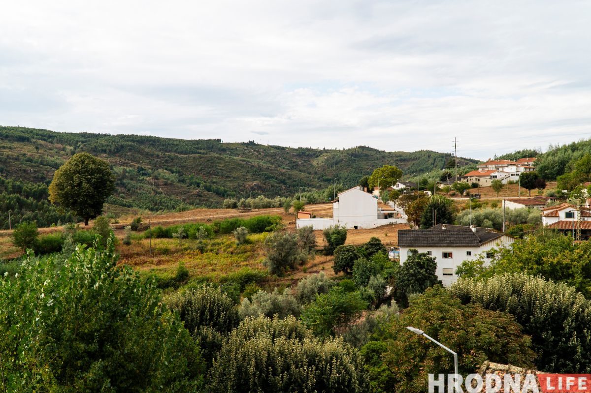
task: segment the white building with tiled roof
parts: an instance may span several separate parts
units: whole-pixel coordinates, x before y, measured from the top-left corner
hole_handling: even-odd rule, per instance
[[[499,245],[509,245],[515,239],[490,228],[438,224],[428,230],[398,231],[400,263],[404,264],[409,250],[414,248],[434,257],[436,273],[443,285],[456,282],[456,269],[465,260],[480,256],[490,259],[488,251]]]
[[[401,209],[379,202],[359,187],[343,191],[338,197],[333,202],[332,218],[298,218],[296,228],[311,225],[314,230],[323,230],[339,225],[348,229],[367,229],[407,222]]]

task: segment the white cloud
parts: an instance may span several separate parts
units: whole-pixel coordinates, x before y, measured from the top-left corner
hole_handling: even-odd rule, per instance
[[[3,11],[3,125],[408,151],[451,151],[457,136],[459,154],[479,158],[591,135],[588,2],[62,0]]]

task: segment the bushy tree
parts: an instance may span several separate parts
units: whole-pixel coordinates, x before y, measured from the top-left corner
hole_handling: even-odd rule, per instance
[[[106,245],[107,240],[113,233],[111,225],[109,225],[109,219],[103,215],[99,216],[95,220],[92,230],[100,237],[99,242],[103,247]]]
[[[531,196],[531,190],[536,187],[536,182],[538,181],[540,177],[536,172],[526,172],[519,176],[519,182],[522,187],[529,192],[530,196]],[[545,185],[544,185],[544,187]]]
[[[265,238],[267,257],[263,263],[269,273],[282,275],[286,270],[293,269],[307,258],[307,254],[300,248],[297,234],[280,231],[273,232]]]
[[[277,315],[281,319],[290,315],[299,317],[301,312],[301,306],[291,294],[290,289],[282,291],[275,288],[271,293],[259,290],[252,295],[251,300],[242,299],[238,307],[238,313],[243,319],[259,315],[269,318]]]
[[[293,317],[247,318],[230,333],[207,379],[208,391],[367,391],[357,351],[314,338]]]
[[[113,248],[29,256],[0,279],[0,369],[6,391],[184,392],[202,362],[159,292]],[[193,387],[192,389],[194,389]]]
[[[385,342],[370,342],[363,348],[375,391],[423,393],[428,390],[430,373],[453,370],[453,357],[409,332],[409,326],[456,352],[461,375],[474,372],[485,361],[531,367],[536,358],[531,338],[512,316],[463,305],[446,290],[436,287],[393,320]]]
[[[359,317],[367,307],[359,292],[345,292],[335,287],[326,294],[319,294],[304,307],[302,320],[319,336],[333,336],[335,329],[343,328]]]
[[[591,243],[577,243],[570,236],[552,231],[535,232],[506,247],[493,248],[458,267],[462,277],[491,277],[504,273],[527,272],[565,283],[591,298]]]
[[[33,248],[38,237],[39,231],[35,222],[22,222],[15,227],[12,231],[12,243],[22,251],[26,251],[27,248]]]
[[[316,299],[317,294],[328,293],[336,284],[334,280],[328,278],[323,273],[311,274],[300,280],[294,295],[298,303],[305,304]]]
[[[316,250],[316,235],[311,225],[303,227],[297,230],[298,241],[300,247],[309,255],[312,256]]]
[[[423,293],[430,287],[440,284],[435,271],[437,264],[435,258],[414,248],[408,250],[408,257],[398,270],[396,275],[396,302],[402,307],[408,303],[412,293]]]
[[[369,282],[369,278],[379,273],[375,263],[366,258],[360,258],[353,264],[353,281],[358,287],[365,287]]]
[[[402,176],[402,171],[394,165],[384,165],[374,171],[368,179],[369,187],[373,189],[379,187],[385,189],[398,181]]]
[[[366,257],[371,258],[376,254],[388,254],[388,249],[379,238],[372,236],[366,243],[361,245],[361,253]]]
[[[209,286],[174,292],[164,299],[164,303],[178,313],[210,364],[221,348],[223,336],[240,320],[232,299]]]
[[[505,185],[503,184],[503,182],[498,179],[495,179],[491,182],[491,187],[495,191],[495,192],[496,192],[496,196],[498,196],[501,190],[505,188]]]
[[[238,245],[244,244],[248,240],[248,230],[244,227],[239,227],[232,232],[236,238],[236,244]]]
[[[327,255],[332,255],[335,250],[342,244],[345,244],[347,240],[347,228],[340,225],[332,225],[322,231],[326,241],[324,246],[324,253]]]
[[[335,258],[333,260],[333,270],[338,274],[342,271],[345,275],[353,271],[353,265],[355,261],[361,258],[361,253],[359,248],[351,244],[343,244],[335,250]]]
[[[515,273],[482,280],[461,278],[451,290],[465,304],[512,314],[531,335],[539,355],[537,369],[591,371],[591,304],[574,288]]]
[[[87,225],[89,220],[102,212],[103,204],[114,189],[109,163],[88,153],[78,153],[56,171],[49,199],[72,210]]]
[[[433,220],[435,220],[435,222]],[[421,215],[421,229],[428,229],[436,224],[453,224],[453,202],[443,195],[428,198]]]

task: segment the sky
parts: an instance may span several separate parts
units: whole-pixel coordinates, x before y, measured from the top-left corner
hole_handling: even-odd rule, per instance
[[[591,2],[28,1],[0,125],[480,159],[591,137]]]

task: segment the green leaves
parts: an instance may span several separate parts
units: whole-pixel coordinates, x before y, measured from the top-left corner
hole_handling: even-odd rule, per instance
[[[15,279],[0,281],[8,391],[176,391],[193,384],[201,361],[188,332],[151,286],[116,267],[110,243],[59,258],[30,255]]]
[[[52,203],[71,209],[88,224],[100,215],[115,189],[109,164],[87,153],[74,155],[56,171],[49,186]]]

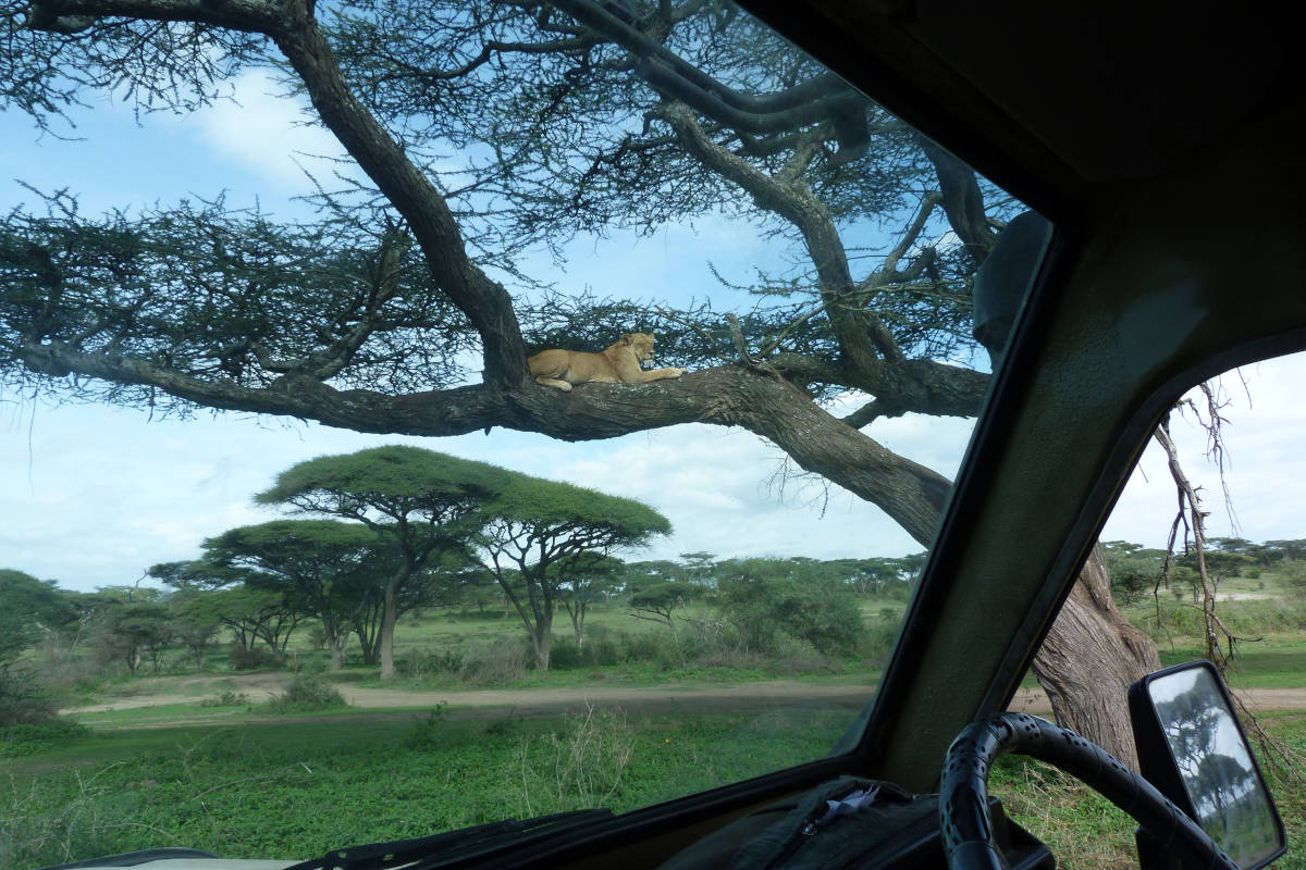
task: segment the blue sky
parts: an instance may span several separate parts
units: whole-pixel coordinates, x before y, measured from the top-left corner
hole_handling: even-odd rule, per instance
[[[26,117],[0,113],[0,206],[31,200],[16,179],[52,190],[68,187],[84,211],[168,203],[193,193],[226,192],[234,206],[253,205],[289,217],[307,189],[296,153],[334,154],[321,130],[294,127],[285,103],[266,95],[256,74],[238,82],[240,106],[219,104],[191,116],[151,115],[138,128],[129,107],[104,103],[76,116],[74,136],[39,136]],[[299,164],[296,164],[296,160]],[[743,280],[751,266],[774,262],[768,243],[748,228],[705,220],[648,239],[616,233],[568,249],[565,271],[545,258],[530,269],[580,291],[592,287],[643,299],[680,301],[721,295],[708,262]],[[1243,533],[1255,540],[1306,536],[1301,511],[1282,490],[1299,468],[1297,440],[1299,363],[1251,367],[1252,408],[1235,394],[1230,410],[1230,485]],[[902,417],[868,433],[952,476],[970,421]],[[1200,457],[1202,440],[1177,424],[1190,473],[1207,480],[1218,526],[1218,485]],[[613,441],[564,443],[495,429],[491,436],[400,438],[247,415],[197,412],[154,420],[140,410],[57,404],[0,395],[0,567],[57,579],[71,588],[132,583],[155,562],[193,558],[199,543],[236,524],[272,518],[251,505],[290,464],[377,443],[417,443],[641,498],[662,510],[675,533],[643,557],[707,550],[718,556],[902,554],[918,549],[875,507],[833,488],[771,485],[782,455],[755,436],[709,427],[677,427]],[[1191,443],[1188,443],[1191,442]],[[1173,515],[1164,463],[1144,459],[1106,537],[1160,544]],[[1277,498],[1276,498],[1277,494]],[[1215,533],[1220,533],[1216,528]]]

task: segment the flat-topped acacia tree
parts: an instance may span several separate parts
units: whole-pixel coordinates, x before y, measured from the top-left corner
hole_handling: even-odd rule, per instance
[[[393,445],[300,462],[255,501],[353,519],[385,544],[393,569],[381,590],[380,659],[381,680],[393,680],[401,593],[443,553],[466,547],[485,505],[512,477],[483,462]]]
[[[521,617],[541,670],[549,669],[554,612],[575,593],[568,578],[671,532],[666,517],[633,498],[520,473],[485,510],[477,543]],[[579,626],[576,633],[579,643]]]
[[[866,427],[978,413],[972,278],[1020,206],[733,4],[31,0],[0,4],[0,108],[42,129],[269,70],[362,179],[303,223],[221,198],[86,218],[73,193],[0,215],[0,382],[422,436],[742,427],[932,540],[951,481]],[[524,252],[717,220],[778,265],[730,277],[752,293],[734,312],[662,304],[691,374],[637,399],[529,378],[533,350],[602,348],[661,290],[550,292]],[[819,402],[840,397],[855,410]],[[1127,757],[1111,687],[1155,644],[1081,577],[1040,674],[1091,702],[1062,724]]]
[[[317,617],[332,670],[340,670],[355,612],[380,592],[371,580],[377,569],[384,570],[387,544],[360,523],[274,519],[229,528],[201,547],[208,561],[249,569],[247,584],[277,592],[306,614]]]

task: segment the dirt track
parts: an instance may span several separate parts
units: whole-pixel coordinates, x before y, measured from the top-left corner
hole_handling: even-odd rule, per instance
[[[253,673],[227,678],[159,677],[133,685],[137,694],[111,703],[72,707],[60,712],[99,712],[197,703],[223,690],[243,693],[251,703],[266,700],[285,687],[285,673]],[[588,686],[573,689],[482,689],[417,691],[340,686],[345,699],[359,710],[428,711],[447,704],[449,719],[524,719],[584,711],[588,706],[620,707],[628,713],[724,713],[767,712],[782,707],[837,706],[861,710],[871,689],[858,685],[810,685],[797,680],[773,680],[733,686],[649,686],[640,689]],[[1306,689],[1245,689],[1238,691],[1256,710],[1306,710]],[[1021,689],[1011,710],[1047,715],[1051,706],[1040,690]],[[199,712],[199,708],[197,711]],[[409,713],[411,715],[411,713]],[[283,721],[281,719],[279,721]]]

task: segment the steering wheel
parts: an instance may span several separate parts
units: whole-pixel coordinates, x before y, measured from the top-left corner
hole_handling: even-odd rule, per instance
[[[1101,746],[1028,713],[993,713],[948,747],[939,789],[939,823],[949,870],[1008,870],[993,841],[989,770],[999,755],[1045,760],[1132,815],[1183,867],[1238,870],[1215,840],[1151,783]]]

※ ※ ※

Starting at the line that has "task: segment the dirt track" and stopping after the last line of the listing, write those lines out again, switching "instance" to "object" and leaving everything else unchanged.

task: segment the dirt track
parts: an object may span several separate parts
units: whole-pixel coordinates, x before y, measured from the top-left corner
hole_handling: even-odd rule, per object
[[[253,673],[227,678],[159,677],[133,685],[137,694],[111,703],[72,707],[60,712],[99,712],[197,703],[223,690],[243,693],[251,703],[266,700],[285,687],[285,673]],[[588,686],[573,689],[482,689],[417,691],[340,686],[345,699],[359,710],[428,711],[447,704],[449,719],[524,719],[584,711],[588,706],[620,707],[628,713],[724,713],[767,712],[782,707],[837,706],[861,710],[871,689],[858,685],[810,685],[797,680],[773,680],[733,686],[649,686],[640,689]],[[1306,689],[1245,689],[1238,691],[1256,710],[1306,710]],[[1021,689],[1011,710],[1047,715],[1051,706],[1040,690]],[[199,712],[199,708],[197,711]],[[409,713],[411,715],[411,713]],[[283,721],[281,719],[279,721]]]

task: segment the steering wheel
parts: an object may span several separate parts
units: whole-pixel coordinates, x before y, measured from the top-left corner
hole_handling: even-odd rule, per object
[[[1101,746],[1028,713],[993,713],[948,747],[939,789],[939,823],[949,870],[1008,870],[993,841],[989,770],[999,755],[1045,760],[1132,815],[1183,867],[1238,870],[1215,840],[1151,783]]]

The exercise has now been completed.